Work instructions:
According to Richard L. Jenkins in the article on the scientists' meeting about feelings and emotions, why does modern man have trouble with his emotions? Answer in one to three sentences.

For years, wiseacres have been warning people to distrust their hearts and use their heads. Last week in Illinois, 50 topflight psychiatrists, psychologists, anthropologists and physiologists hedged considerably. Said they: if you don’t listen to your emotions, too, your intellect may get you into trouble.
The convening scientists* were particularly interested in man’s “adjustive struggle.” Said Chicago Psychologist Samuel J. Beck: “The presumably all-intellectual, nonemotional, strictly realistic attitude—that attitude traditionally so hallowed in science—is not useful equipment in the adjustive struggle.”
Those pioneers and leaders of the “Age of Enlightenment,”—Galileo, Descartes, Spinoza, Hobbes, Leibnitz, Locke—put too much emphasis on reason, said Dr. Beck. The intellect, he added stoutly, is not enough. “We know from the history of our own times that the intellect has been a disappointment. It has not given men the central direction for which they searched.”
There’s a little old Calvinist in the woodpile, too. One reason why modern man has troubles with his emotions, said University of Illinois Psychiatrist Richard L. Jenkins, stems from the Protestant Reformation, “which increased the number and severity of the moral taboos and denied the certainty of forgiveness through the confessional and penance.” A man whose “halo is too tight,” said Dr. Jenkins, suffers from too many inhibitions, and may wind up in a doctor’s office with an obscure headache.
Said Manhattan Psychologist Anne Roe: doctors have spent too much time trying to find out why people get emotionally sick, and not enough time trying to find out why they stay emotionally well. Tests may show that a “patient” has a severe neurosis, but he may be prosperous and socially successful. Studying “normal” people, Dr. Roe admitted, has bored too many researchers.
*At the Second International Symposium on Feelings and Emotions, sponsored by the Mooseheart (111.) Laboratory for Child Research of the Loyal Order of Moose and the University of Chicago.

Data segment:
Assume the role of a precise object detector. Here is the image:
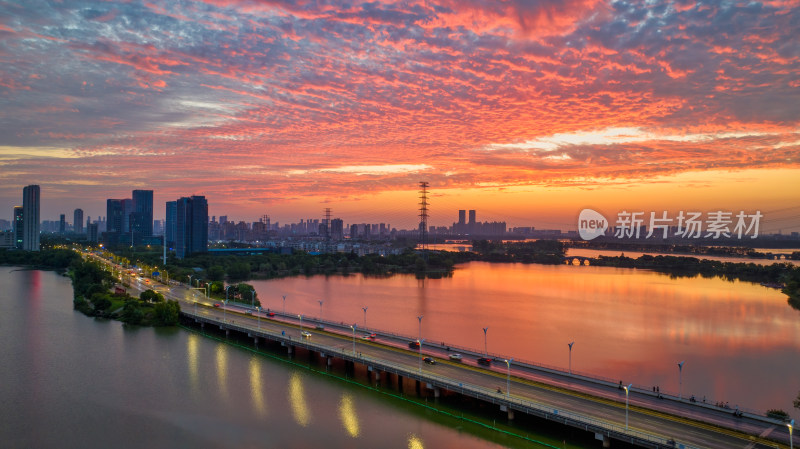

Answer section:
Jenkins traces the trouble to the Protestant Reformation. It increased the number and severity of moral taboos and denied the certainty of forgiveness through the confessional and penance. As a result, a man whose "halo is too tight" suffers from too many inhibitions.